* START Data records *

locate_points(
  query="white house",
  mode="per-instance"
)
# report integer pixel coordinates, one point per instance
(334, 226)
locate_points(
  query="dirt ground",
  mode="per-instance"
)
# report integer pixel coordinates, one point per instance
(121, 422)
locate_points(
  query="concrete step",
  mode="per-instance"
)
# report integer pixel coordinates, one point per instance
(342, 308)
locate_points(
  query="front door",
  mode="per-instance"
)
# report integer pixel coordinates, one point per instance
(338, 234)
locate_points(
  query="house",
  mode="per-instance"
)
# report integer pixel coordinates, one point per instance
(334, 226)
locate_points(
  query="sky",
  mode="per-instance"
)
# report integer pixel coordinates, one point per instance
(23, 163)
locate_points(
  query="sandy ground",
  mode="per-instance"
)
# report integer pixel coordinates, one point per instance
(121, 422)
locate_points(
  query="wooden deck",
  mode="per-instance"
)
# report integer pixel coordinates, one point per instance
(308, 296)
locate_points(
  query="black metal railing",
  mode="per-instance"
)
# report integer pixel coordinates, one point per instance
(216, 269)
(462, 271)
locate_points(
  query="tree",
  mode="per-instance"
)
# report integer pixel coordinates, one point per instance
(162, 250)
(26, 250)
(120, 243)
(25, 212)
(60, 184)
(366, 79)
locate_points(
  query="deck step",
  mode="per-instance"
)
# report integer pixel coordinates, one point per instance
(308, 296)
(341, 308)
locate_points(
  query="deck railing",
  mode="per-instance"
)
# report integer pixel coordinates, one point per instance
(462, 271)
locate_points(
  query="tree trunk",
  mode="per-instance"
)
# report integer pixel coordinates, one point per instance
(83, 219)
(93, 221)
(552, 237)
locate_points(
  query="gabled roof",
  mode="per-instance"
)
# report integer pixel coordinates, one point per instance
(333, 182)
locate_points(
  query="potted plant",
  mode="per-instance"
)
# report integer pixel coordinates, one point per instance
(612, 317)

* END Data records *

» Goal:
Would you restate each of the entries word for word?

» Task answer:
locate_points(
  query="white house",
  mode="per-instance"
)
# report integer pixel coordinates, one point per instance
(334, 226)
locate_points(
  query="dirt ground",
  mode="per-instance"
)
# report integer pixel coordinates, one point per instance
(121, 422)
locate_points(
  query="concrete step",
  mode="per-instance"
)
# report integer pixel coordinates, one point per instance
(342, 308)
locate_points(
  query="front door",
  mode="per-instance"
)
# report integer pixel coordinates, one point per instance
(338, 234)
locate_points(
  query="house",
  mode="per-instance"
)
# report integer pixel coordinates, one point per instance
(334, 226)
locate_points(
  query="sky",
  mode="per-instance"
)
# report integer pixel coordinates, one point per instance
(23, 163)
locate_points(
  query="sandy ground",
  mode="per-instance"
)
# report integer pixel coordinates, one point per instance
(121, 422)
locate_points(
  query="wooden deck",
  mode="per-instance"
)
# report integer pixel coordinates, one point per instance
(308, 296)
locate_points(
  query="black metal railing",
  mode="per-instance"
)
# report integer pixel coordinates, one point per instance
(216, 269)
(462, 271)
locate_points(
  query="tree",
  mode="per-instance"
)
# report integer pixel coordinates, one point per instance
(162, 250)
(26, 250)
(120, 243)
(25, 212)
(60, 184)
(366, 79)
locate_points(
  query="deck step",
  mode="per-instance"
)
# report integer pixel coordinates, one point per instance
(308, 296)
(341, 308)
locate_points(
  query="deck railing",
  mode="per-instance"
)
# report integer pixel coordinates, one point per instance
(462, 271)
locate_points(
  query="tree trunk",
  mode="per-instance"
)
# report integer pixel coordinates, one point per instance
(83, 219)
(93, 221)
(552, 237)
locate_points(
  query="gabled roof",
  mode="per-instance"
)
# report integer pixel coordinates, one point per instance
(333, 182)
locate_points(
  query="potted plant",
  mode="per-instance"
)
# report integer pixel coordinates, one point per instance
(612, 317)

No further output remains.